READING PASSAGE:
--------------------
The shield case 300 is fabricated by press-molding a conductive
metal plate into a generally rectangular tube shape, as shown in
FIGS. 1A to 5. The shield case 300 has a bottom plate 310, a top
plate 320, a pair of side plates 330, and a pair of lock pieces
340. The bottom plate 310 is a generally rectangular plate opposed
to the top plate 320. The bottom plate 310 and the top plate 320
are coupled at their widthwise ends with the side plates 330. The
depth (i.e., length in the insertion direction D) of the bottom
plate 310 is shorter than each depth of the top plate 320 and the
side plates 330, as shown in FIGS. 3A to 3D. The bottom plate 310,
and a front portion of the top plate 320, and front portions of the
side plates 330 define an internal space of the shield case 300,
and rear portions of the top plate 320 and the side plates 330
define the accommodating space for accommodating the first and
second bodies 100a, 100b inserted from a rear side.
The bottom plate 310 is bent at a central portion into a generally
inverted U shape extending toward the top plate 320. The bent
central portion serves as a partition 311 having a generally
inverted U-shaped cross section, which partitions the internal
space into first and second slots .alpha., .beta., and the outer
surface of the central portion forms a positioning depression 312
having a generally inverted U-shaped cross section and extending in
the insertion direction D. The positioning depression 312 consists
of a rectangular upper depression 312a and a lower depression 312b.
--------------------
MATERIAL:
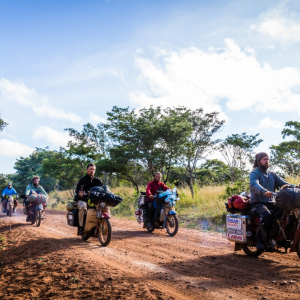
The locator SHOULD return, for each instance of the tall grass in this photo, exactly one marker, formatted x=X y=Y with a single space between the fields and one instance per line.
--------------------
DIRECTIVES:
A – Revise the shield case description starting at "The bottom plate 310 is bent" and ending at "lower depression 312b.", changing "positioning depression" to "locating groove".
B – Carry the shield case description forward from the point where it stops.
The data have no connection to the shield case description.

ANSWERS BELOW:
A –
The bottom plate 310 is bent at a central portion into a generally
inverted U shape extending toward the top plate 320. The bent
central portion serves as a partition 311 having a generally
inverted U-shaped cross section, which partitions the internal
space into first and second slots .alpha., .beta., and the outer
surface of the central portion forms a locating groove 312
having a generally inverted U-shaped cross section and extending in
the insertion direction D. The locating groove 312 consists
of a rectangular upper depression 312a and a lower depression 312b.

B –
The distance between the opposite walls of the lower depression
312b are gradually increased toward the lower end. The first slot
.alpha. has an inner shape conforming to an outer shape of a
connection part 21 for HDMI-mini of a plug connector 20 shown in
FIG. 6A or to a connection part 31 for HDMI-mini of a plug
connector 30 shown in FIG. 6B. The second slot .beta. has an inner
shape conforming to an outer shape of a connection part 22 for HDMI
of the plug connector 20 shown in FIG. 6A, or to a connection part
41 for HDMI of a plug connector 40 shown in FIG. 6C. That is, the
first slot .alpha. is adapted to receive the connection part 21 or
the connection part 31, and the second slot .beta. is adapted to
receive the connection part 22 or the connection part 41. Moreover,
rear surfaces of the bottom plate 310, corresponding to first and
second slot .alpha. and .beta., serve as abutting-stop surfaces
313, 314 to abut front surfaces of a pair of elongated protrusions
150a (to be described) of the first body 100a (see FIGS. 3B to 3D).
It is appreciated that strength of the first and second slot
.alpha., .beta. portions of the shield case 300 is ensured by
providing a joint of the shield case 300 in the second slot .beta.
portion of the bottom plate 310 (see FIG. 2D).
The top plate 320 is a generally rectangular plate as shown in
FIGS. 4 and 5. The top plate 320 are cut at portions to form two
locking pieces 321 and two locking pieces 322. Distal ends of the
locking pieces 321, 322 are bent downward into circular arcs. When
inserting a plug connector 20 or 30 into the first slot .alpha.,
its connection part 21 or 31 is elastically contacted and held by
the distal ends of the locking pieces 321. Similarly, when
inserting a plug connector 20 or 40 into the second slot .beta.,
its connection part 21 or 41 is elastically contacted and held by
the distal ends of the locking pieces 322. Moreover, the top plate
320 are partially cut at portions posterior to the locking pieces
321, 322 and depressed downward to form abutting-stops 323,
324.
A lower end of each of the side plates 330 is provided with a front
leg 331 and a rear leg 332 that are piece members extended
downward. The front legs 331 are formed by partly cutting opposite
widthwise end portions of the bottom plate 310 and bending these
cut parts downward. The rear legs 332 are formed by cutting and
bending downward portions of the cut-away area of the bottom plate
310, which portions are reserved before cutting away the cut-away
area to make the depth dimension of the bottom plate 310 shorter
than the top plate 320 and the side plates 330. The front legs 331
and the rear legs 332 are to be inserted into through-holes (not
shown) of the circuit board 10 for electrical connection with
ground lines of the circuit board 10.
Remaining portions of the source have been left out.